Written instruction — Lay out the lines below as a numbered list, leaving out any blank lines.

>> START Dataset

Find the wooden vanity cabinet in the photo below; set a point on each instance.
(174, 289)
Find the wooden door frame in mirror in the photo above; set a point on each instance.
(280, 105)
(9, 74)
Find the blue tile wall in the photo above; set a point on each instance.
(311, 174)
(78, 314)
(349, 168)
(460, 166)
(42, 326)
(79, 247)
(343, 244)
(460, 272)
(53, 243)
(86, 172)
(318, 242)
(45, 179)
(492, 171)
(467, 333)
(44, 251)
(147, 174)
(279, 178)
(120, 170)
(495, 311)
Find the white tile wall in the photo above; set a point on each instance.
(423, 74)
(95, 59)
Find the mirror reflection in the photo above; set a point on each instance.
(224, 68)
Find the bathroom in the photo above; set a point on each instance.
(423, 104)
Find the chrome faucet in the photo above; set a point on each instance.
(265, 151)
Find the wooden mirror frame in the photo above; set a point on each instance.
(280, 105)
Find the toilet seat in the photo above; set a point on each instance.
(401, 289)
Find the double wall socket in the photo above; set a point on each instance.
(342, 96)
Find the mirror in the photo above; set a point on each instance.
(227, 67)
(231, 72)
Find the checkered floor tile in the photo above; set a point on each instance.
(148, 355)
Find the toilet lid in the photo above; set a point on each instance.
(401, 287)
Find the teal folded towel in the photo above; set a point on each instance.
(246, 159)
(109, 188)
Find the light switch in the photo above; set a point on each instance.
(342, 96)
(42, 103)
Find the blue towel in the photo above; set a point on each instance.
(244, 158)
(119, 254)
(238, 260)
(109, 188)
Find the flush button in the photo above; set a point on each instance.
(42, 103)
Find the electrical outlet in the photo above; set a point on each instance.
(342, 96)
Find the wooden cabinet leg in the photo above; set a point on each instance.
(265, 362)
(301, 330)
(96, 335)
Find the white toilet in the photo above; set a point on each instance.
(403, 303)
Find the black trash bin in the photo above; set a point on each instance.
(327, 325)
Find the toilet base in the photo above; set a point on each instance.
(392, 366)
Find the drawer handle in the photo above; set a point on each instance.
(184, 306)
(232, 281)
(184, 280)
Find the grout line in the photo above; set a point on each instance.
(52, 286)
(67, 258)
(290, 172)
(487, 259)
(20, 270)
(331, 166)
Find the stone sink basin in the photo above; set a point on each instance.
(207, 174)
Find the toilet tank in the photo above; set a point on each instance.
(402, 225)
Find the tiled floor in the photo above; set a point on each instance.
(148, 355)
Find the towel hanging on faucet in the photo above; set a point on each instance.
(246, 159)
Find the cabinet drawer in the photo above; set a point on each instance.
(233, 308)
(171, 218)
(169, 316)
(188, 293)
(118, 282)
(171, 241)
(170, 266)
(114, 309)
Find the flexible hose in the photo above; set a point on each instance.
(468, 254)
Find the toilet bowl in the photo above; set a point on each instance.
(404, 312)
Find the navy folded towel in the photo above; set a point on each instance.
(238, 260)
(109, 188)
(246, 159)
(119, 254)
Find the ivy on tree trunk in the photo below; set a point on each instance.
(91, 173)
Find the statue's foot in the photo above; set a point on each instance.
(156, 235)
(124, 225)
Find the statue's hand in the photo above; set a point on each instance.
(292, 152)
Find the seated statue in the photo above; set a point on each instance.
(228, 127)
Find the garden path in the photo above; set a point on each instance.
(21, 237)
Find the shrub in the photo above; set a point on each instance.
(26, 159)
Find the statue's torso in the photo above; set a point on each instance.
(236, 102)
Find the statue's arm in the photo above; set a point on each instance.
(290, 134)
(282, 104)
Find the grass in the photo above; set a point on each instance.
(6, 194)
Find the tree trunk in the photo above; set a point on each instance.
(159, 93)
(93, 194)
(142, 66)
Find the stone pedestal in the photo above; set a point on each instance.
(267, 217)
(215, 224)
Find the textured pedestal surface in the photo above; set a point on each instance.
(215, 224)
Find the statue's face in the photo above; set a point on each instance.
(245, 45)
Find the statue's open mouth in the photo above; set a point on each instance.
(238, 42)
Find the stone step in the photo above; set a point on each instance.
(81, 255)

>> END Dataset

The answer —
1. Find the wooden vanity cabinet in the photo below; set a point on each instance.
2. (174, 289)
3. Find the wooden door frame in mirror in the photo above; set a point on each instance.
4. (280, 105)
5. (9, 74)
6. Find the blue tile wall in the photo above; set a point on each instance.
7. (311, 174)
8. (78, 314)
9. (349, 168)
10. (460, 166)
11. (42, 326)
12. (79, 247)
13. (343, 244)
14. (460, 272)
15. (53, 243)
16. (86, 172)
17. (318, 242)
18. (45, 179)
19. (492, 171)
20. (467, 333)
21. (44, 251)
22. (147, 174)
23. (279, 178)
24. (120, 170)
25. (495, 311)
26. Find the white tile wall in the photo above; set a point on each instance.
27. (423, 74)
28. (95, 59)
29. Find the mirror reflection in the photo above; set a point on each instance.
30. (224, 68)
31. Find the bathroom in the photo above; set a point on each instance.
32. (423, 104)
33. Find the chrome faucet in the photo above; set a point on each instance.
34. (265, 151)
35. Find the wooden mirror frame in the photo above; set a point on each instance.
36. (280, 105)
37. Find the toilet seat in the photo above; set a point on each instance.
38. (401, 289)
39. Find the double wall socket in the photo above; set a point on each instance.
40. (342, 96)
41. Find the mirror in the photo above; set a point on each instance.
42. (227, 67)
43. (231, 72)
44. Find the checkered floor tile in the photo above; set a point on each instance.
45. (148, 355)
46. Find the toilet lid in the photo above; set a point on each instance.
47. (401, 287)
48. Find the teal folded towel in the photo above; set a point on each instance.
49. (246, 159)
50. (109, 188)
51. Find the light switch in the photo above; set a point on each instance.
52. (342, 96)
53. (42, 103)
54. Find the blue towel in the photo above; set a point on each instance.
55. (244, 158)
56. (119, 254)
57. (238, 260)
58. (109, 188)
59. Find the flush button in the photo above; set a point on each instance.
60. (42, 103)
61. Find the electrical outlet in the photo above; set a point on each instance.
62. (342, 96)
63. Find the wooden cabinet leg in the photo above; set a point on each instance.
64. (265, 362)
65. (301, 330)
66. (96, 335)
67. Find the white toilet in the photo above; set a point on each instance.
68. (403, 303)
69. Find the black trash bin in the photo above; set a point on each instance.
70. (327, 325)
71. Find the toilet base in the photo above; set a point on each instance.
72. (392, 366)
73. Find the drawer handle in the photo above; set a point on each instance.
74. (184, 306)
75. (232, 281)
76. (184, 280)
77. Find the grout line in the photo above; set a point on each instance.
78. (52, 286)
79. (67, 258)
80. (290, 172)
81. (487, 259)
82. (20, 270)
83. (331, 166)
84. Find the stone sink basin in the photo above; set a point on each instance.
85. (207, 174)
86. Find the toilet tank in the photo above; set a point on each instance.
87. (402, 225)
88. Find the tiled floor in the photo above; set a point on each instance.
89. (148, 355)
90. Find the towel hanging on faucet in the photo above; set a point on each instance.
91. (246, 159)
92. Find the cabinet drawer in the photo above; set a point on each instance.
93. (233, 308)
94. (171, 218)
95. (169, 316)
96. (188, 293)
97. (118, 282)
98. (171, 241)
99. (170, 266)
100. (114, 309)
101. Find the flexible hose in the photo above; set a point on each instance.
102. (468, 254)
103. Find the toilet bowl in the photo above; set a point on each instance.
104. (404, 312)
105. Find the navy folded towel in the photo above; set a point on each instance.
106. (238, 260)
107. (109, 188)
108. (246, 159)
109. (119, 254)
110. Find the ivy on tree trunk in the photo below; set a point on each instance.
111. (91, 173)
112. Find the statue's foot in the photo above; set a point on each instance.
113. (156, 235)
114. (124, 225)
115. Find the statue's hand in the photo above; set a point on each instance.
116. (292, 152)
117. Find the seated statue in the photo above; set a point on each instance.
118. (228, 127)
119. Find the garden path in the photo above; set a point on each instance.
120. (21, 237)
121. Find the shrub in the photo above; set a point on each instance.
122. (26, 159)
123. Find the statue's torso in the photo above; set a point on each instance.
124. (236, 102)
125. Find the statue's arm in the photo above; set a point on each instance.
126. (290, 134)
127. (282, 104)
128. Find the grass in the photo above; set a point on each instance.
129. (6, 194)
130. Find the tree trunk in the photo above; set a point on each instance.
131. (159, 93)
132. (93, 194)
133. (142, 66)
134. Find the stone pedestal in the photo above; set a point on each instance.
135. (267, 217)
136. (215, 224)
137. Find the textured pedestal surface in the photo above; set a point on each instance.
138. (215, 224)
139. Find the statue's face in the photo above; set a point on each instance.
140. (245, 45)
141. Find the statue's open mouth in the photo above; set a point on each instance.
142. (238, 42)
143. Find the stone step in the photo above; set a point on each instance.
144. (81, 255)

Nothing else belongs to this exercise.